November 20, 2012
STATE OF NEW JERSEY, PLAINTIFF-RESPONDENT,
JAN NAWROCKI, DEFENDANT-APPELLANT.
On appeal from the Superior Court of New Jersey, Law Division, Hudson County, Indictment No. 03-10-1754.
NOT FOR PUBLICATION WITHOUT THE APPROVAL OF THE APPELLATE DIVISION
Submitted October 29, 2012
Before Judges Parrillo and Maven.
Defendant Jan Nawrocki appeals from an order of the Law Division denying his petition for post-conviction relief (PCR).

◇ ◇ ◇ ◇ ◇

Written instruction A:
Using the court document above, answer each of these:
(i) Which county's Law Division issued the order under appeal?
(ii) On what date was the matter submitted?
(iii) What did the defendant's petition seek?

Records for processing:

◇ ◇ ◇ ◇ ◇

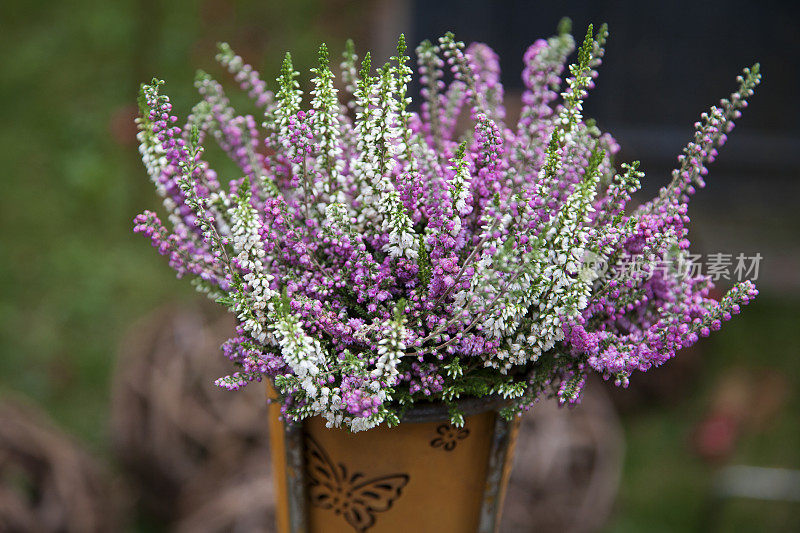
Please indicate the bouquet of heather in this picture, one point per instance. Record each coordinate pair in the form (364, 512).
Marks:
(376, 257)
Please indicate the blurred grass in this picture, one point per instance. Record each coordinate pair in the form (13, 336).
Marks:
(73, 277)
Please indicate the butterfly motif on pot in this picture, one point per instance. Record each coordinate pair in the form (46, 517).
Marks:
(356, 498)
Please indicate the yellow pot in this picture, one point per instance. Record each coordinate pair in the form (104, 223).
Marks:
(423, 475)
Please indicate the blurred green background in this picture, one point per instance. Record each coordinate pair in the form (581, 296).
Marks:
(73, 277)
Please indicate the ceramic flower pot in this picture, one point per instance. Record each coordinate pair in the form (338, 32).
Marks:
(423, 475)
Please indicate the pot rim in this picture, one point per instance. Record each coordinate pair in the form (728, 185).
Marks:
(438, 411)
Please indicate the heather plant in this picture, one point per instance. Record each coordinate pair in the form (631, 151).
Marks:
(376, 257)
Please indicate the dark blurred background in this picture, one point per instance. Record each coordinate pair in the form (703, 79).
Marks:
(73, 278)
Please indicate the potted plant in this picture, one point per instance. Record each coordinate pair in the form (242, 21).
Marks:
(391, 273)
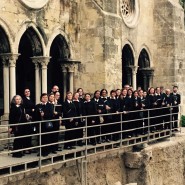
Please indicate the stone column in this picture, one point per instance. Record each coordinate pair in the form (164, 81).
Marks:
(64, 73)
(5, 61)
(134, 78)
(71, 77)
(44, 63)
(36, 60)
(12, 65)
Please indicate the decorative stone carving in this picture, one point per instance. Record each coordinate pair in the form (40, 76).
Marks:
(130, 12)
(34, 4)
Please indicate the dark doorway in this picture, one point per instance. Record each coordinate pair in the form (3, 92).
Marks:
(59, 52)
(127, 64)
(29, 46)
(143, 79)
(4, 48)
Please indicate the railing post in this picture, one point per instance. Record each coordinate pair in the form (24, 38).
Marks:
(180, 117)
(171, 108)
(148, 111)
(121, 126)
(40, 149)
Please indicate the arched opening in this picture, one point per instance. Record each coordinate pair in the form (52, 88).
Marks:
(144, 73)
(59, 52)
(127, 64)
(29, 46)
(4, 48)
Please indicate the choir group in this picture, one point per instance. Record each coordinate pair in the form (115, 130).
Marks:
(161, 105)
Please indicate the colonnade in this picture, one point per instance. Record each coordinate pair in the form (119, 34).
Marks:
(41, 62)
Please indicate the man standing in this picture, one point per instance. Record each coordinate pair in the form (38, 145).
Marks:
(176, 100)
(29, 110)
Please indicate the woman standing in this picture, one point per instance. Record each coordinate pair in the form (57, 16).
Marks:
(17, 115)
(44, 111)
(79, 110)
(69, 111)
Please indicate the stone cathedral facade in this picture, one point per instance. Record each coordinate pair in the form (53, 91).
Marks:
(92, 44)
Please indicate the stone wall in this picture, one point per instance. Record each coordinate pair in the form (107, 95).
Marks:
(160, 163)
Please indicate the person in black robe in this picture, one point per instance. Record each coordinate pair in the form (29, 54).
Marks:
(69, 111)
(79, 122)
(176, 100)
(100, 109)
(113, 103)
(89, 108)
(17, 116)
(136, 106)
(151, 104)
(159, 110)
(167, 102)
(44, 112)
(122, 106)
(29, 106)
(129, 113)
(144, 113)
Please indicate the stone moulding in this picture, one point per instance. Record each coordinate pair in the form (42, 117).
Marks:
(130, 11)
(34, 4)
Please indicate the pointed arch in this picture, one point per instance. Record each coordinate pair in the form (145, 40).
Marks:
(145, 72)
(5, 37)
(32, 30)
(127, 64)
(59, 32)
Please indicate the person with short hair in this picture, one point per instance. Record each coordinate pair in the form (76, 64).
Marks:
(44, 111)
(89, 108)
(176, 100)
(69, 111)
(55, 88)
(29, 106)
(17, 116)
(81, 94)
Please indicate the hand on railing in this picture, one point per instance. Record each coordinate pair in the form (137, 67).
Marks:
(10, 130)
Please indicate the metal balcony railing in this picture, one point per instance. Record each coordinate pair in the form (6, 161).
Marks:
(143, 126)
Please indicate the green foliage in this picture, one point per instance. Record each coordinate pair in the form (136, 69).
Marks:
(183, 121)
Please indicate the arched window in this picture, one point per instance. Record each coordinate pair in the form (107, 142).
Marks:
(127, 64)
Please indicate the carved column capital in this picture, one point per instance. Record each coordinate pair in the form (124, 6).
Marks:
(9, 59)
(71, 68)
(134, 69)
(64, 68)
(41, 60)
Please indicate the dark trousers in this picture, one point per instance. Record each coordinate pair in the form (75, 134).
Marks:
(55, 136)
(116, 127)
(79, 132)
(175, 120)
(69, 135)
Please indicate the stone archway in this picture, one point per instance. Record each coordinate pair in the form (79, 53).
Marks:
(29, 46)
(59, 52)
(145, 72)
(4, 49)
(127, 65)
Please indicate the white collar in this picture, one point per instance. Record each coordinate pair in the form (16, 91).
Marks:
(69, 101)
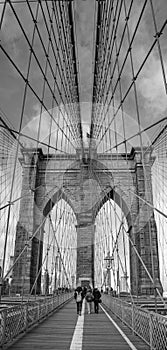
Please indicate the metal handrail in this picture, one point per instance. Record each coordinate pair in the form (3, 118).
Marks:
(15, 320)
(151, 327)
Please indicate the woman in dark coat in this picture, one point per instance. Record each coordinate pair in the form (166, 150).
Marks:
(97, 296)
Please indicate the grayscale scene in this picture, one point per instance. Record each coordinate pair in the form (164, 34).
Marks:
(83, 174)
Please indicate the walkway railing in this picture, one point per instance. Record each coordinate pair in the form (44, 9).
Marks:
(149, 326)
(15, 320)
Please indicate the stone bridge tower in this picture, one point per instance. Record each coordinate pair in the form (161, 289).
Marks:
(86, 184)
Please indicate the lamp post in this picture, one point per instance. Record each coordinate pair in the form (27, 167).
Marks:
(109, 260)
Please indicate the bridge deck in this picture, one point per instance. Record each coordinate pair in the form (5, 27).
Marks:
(65, 330)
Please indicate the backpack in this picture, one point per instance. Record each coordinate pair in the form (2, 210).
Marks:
(79, 297)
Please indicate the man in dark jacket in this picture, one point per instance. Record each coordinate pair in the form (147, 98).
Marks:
(78, 296)
(97, 296)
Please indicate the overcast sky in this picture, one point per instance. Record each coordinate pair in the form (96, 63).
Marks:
(150, 86)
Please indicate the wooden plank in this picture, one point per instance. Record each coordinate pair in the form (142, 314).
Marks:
(57, 331)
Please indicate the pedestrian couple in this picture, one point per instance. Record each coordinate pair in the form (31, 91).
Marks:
(95, 297)
(90, 296)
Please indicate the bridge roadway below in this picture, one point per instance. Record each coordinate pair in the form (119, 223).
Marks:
(65, 330)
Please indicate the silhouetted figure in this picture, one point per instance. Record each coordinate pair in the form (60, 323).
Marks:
(78, 296)
(97, 296)
(89, 298)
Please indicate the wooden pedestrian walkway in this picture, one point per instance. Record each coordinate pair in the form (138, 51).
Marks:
(65, 330)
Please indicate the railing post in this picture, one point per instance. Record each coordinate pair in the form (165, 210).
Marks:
(150, 331)
(3, 323)
(133, 318)
(26, 316)
(38, 305)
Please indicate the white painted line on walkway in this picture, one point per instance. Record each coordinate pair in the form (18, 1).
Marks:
(119, 330)
(76, 343)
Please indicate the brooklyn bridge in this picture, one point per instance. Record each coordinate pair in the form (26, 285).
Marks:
(83, 173)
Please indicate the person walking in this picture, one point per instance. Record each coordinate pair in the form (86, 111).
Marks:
(97, 296)
(78, 296)
(89, 299)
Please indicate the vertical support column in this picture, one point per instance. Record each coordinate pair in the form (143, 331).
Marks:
(85, 254)
(23, 270)
(147, 232)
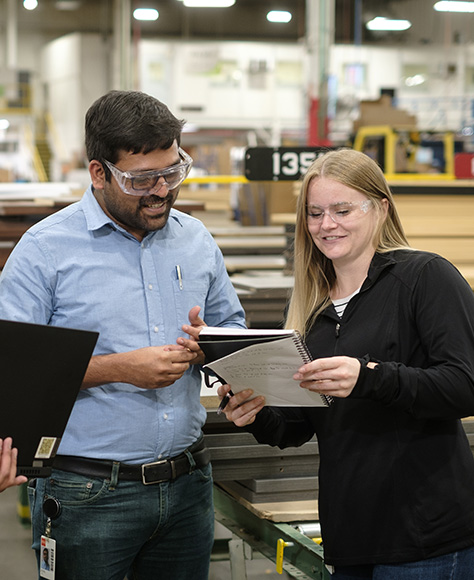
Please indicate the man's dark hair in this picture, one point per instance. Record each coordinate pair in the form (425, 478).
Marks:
(129, 121)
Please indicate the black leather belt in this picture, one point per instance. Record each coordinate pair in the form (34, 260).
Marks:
(147, 473)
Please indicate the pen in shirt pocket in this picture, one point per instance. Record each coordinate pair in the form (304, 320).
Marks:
(180, 276)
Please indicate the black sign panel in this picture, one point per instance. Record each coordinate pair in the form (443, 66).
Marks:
(279, 163)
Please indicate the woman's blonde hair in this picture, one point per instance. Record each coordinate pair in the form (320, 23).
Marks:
(314, 273)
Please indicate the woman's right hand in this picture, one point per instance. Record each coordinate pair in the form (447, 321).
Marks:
(240, 410)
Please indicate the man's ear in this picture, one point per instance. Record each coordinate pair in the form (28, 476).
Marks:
(97, 174)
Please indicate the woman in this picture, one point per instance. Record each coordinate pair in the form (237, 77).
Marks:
(8, 457)
(391, 330)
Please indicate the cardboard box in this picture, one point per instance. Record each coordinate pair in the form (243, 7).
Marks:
(381, 112)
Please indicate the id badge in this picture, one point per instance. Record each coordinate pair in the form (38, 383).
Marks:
(47, 558)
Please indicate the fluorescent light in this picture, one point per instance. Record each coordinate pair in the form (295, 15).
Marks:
(415, 80)
(381, 23)
(208, 3)
(30, 4)
(279, 16)
(450, 6)
(145, 14)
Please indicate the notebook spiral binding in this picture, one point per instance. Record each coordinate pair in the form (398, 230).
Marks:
(307, 357)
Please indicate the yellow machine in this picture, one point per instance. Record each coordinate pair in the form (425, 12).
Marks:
(404, 153)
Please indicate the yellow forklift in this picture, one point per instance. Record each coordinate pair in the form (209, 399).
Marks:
(407, 153)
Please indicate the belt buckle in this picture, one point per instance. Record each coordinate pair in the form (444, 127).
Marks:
(145, 465)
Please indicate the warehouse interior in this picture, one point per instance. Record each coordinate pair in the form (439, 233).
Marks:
(260, 100)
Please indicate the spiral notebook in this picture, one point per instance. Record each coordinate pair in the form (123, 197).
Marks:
(263, 360)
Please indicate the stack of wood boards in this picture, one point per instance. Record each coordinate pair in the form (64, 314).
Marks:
(264, 297)
(263, 474)
(260, 473)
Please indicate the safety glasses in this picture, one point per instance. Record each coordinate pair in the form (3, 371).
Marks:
(147, 182)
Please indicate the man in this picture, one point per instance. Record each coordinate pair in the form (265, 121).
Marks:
(124, 263)
(8, 459)
(45, 560)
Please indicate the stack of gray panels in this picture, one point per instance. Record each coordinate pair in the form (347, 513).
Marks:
(260, 473)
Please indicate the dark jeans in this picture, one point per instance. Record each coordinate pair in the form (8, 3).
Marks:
(106, 530)
(454, 566)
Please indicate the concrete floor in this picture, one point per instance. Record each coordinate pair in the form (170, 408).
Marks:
(18, 562)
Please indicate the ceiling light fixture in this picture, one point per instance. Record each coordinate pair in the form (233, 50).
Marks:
(30, 4)
(381, 23)
(146, 14)
(208, 3)
(279, 16)
(451, 6)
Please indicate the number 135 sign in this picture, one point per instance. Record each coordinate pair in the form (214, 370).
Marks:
(279, 163)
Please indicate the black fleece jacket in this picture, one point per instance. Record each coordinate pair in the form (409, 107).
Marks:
(396, 478)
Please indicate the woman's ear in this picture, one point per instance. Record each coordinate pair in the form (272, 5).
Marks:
(385, 205)
(97, 174)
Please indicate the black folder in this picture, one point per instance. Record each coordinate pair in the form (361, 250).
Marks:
(41, 372)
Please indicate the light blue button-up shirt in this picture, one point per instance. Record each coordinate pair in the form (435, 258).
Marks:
(79, 269)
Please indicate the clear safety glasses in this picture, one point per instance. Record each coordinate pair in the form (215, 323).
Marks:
(343, 212)
(143, 182)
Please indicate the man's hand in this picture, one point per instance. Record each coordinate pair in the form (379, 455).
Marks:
(8, 458)
(152, 367)
(240, 410)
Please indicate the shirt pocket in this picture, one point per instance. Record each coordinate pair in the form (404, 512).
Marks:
(187, 294)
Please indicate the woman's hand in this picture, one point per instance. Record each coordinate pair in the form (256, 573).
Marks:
(240, 409)
(333, 376)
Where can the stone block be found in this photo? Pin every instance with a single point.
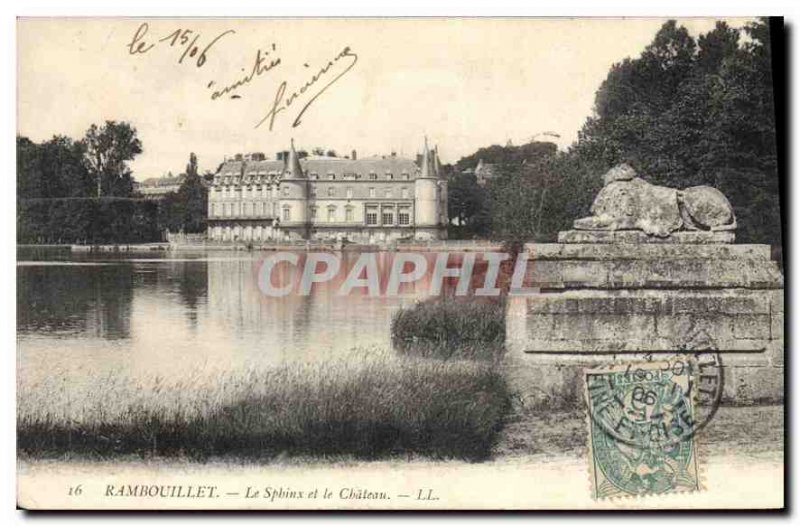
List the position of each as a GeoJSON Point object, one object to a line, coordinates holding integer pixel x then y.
{"type": "Point", "coordinates": [738, 359]}
{"type": "Point", "coordinates": [751, 326]}
{"type": "Point", "coordinates": [775, 351]}
{"type": "Point", "coordinates": [751, 385]}
{"type": "Point", "coordinates": [602, 326]}
{"type": "Point", "coordinates": [683, 329]}
{"type": "Point", "coordinates": [610, 251]}
{"type": "Point", "coordinates": [776, 300]}
{"type": "Point", "coordinates": [777, 324]}
{"type": "Point", "coordinates": [637, 237]}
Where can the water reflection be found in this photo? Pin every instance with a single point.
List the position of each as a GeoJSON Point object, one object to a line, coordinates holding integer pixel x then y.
{"type": "Point", "coordinates": [168, 313]}
{"type": "Point", "coordinates": [93, 300]}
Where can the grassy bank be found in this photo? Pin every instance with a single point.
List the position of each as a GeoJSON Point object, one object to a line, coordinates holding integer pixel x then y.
{"type": "Point", "coordinates": [447, 328]}
{"type": "Point", "coordinates": [366, 407]}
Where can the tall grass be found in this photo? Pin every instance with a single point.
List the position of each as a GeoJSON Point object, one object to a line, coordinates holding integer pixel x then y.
{"type": "Point", "coordinates": [447, 328]}
{"type": "Point", "coordinates": [365, 407]}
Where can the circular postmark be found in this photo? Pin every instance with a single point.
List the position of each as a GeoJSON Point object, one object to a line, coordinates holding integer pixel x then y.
{"type": "Point", "coordinates": [655, 404]}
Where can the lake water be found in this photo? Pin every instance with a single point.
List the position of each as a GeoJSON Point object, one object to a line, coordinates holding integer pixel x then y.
{"type": "Point", "coordinates": [164, 313]}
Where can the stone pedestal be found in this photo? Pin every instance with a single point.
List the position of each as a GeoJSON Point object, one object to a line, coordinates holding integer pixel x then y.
{"type": "Point", "coordinates": [616, 296]}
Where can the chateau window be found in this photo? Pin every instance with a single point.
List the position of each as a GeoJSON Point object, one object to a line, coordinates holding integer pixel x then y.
{"type": "Point", "coordinates": [404, 216]}
{"type": "Point", "coordinates": [387, 216]}
{"type": "Point", "coordinates": [372, 215]}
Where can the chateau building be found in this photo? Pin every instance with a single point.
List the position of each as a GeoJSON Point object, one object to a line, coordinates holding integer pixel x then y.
{"type": "Point", "coordinates": [369, 200]}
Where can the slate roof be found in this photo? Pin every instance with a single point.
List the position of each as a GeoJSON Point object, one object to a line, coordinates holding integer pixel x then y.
{"type": "Point", "coordinates": [256, 172]}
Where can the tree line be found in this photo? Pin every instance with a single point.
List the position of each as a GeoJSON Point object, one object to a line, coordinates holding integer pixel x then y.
{"type": "Point", "coordinates": [686, 112]}
{"type": "Point", "coordinates": [82, 191]}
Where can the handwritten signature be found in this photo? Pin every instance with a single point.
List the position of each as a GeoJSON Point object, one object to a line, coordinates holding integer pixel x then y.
{"type": "Point", "coordinates": [280, 104]}
{"type": "Point", "coordinates": [265, 61]}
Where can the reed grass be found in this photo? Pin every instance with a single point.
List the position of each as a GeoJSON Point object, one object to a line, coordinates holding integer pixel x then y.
{"type": "Point", "coordinates": [451, 329]}
{"type": "Point", "coordinates": [363, 406]}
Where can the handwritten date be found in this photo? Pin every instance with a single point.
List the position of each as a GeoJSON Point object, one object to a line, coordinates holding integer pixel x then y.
{"type": "Point", "coordinates": [185, 39]}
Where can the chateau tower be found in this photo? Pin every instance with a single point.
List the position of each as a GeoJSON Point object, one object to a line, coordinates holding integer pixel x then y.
{"type": "Point", "coordinates": [426, 191]}
{"type": "Point", "coordinates": [293, 200]}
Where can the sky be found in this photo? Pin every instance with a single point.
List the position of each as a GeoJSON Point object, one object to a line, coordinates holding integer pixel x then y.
{"type": "Point", "coordinates": [462, 83]}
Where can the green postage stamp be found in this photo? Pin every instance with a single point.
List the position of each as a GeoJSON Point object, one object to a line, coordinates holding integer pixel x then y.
{"type": "Point", "coordinates": [642, 422]}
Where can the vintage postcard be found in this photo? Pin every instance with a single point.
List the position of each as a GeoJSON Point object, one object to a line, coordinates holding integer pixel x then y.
{"type": "Point", "coordinates": [399, 264]}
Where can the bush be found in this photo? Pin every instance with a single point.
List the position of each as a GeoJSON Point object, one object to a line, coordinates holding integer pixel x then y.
{"type": "Point", "coordinates": [365, 407]}
{"type": "Point", "coordinates": [104, 220]}
{"type": "Point", "coordinates": [446, 328]}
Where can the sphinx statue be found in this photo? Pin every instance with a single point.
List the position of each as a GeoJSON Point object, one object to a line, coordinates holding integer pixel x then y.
{"type": "Point", "coordinates": [627, 202]}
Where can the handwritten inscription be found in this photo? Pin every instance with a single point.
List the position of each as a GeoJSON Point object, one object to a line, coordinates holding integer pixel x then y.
{"type": "Point", "coordinates": [265, 60]}
{"type": "Point", "coordinates": [186, 39]}
{"type": "Point", "coordinates": [281, 102]}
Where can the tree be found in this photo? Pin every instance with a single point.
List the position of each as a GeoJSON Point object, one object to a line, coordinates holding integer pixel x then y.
{"type": "Point", "coordinates": [193, 196]}
{"type": "Point", "coordinates": [54, 168]}
{"type": "Point", "coordinates": [467, 204]}
{"type": "Point", "coordinates": [688, 113]}
{"type": "Point", "coordinates": [109, 148]}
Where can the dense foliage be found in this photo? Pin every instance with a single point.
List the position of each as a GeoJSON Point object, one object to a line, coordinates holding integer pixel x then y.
{"type": "Point", "coordinates": [686, 112]}
{"type": "Point", "coordinates": [81, 191]}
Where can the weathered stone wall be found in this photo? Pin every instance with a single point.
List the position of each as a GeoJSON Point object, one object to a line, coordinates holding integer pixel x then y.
{"type": "Point", "coordinates": [615, 302]}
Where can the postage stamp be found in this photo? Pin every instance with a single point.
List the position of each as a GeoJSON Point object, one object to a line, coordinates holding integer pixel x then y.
{"type": "Point", "coordinates": [642, 420]}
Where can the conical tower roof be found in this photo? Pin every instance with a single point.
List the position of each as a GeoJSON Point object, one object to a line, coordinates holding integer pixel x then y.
{"type": "Point", "coordinates": [427, 168]}
{"type": "Point", "coordinates": [293, 169]}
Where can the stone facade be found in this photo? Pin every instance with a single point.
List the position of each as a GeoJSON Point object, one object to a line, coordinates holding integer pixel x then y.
{"type": "Point", "coordinates": [615, 297]}
{"type": "Point", "coordinates": [370, 200]}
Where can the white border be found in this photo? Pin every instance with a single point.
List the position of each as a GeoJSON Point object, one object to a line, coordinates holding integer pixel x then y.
{"type": "Point", "coordinates": [234, 8]}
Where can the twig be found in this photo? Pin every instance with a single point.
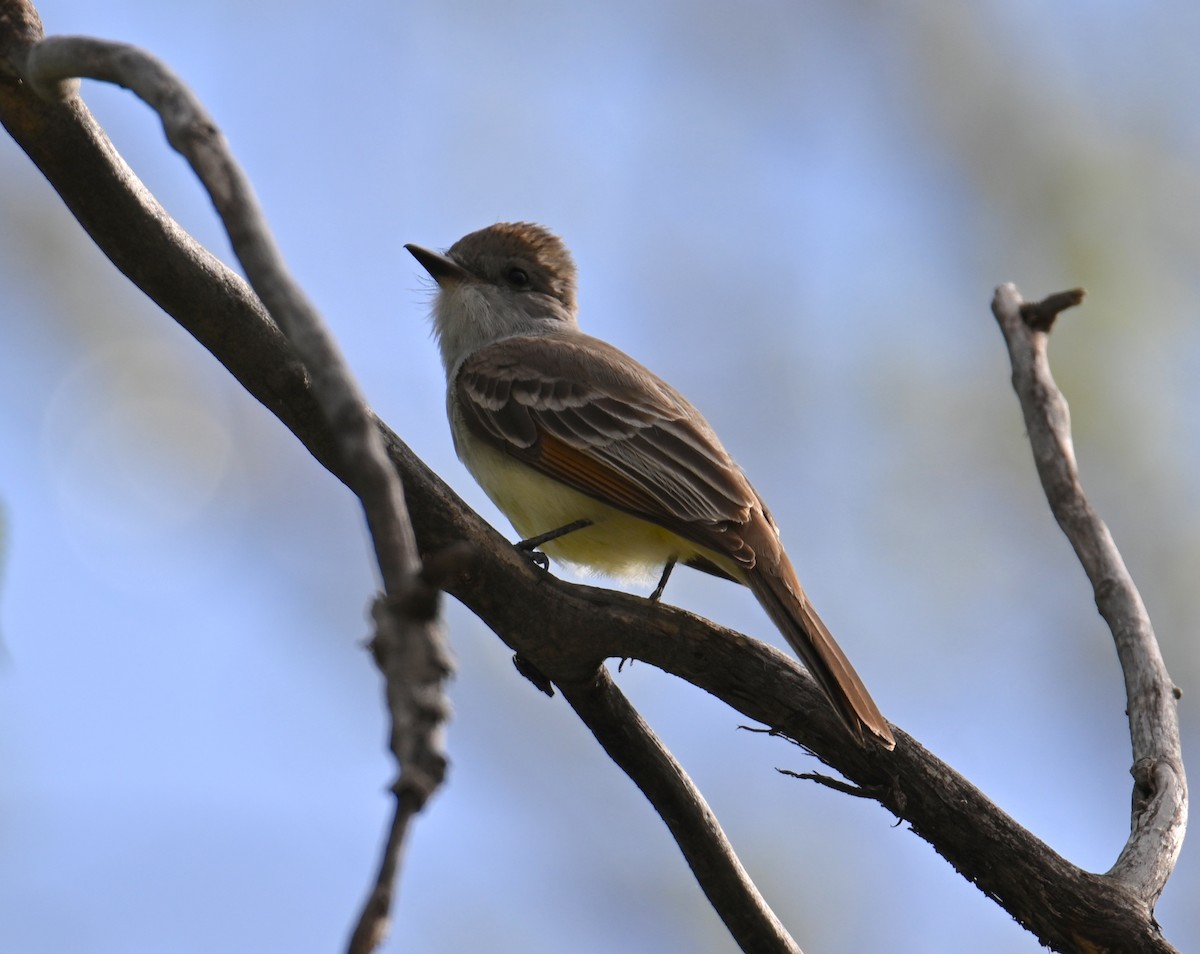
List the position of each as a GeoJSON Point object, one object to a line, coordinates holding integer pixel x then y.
{"type": "Point", "coordinates": [633, 745]}
{"type": "Point", "coordinates": [408, 646]}
{"type": "Point", "coordinates": [1161, 795]}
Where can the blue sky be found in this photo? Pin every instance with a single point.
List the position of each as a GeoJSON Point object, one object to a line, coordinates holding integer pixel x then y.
{"type": "Point", "coordinates": [793, 213]}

◇ ◇ ◇ ◇ ◇

Written instruction B:
Locate every line in the records that contains the string "stack", and copy each of those lines. Case counts.

Full response A:
(i) Hudson County
(ii) October 29, 2012
(iii) Post-conviction relief (PCR)

Full response B:
Please indicate the stack of wood boards in this picture, one point per instance. Record each coordinate pair in the form (64, 314).
Please indicate the stack of gray panels in this picture, one point per instance. Record each coordinate pair in the form (347, 513).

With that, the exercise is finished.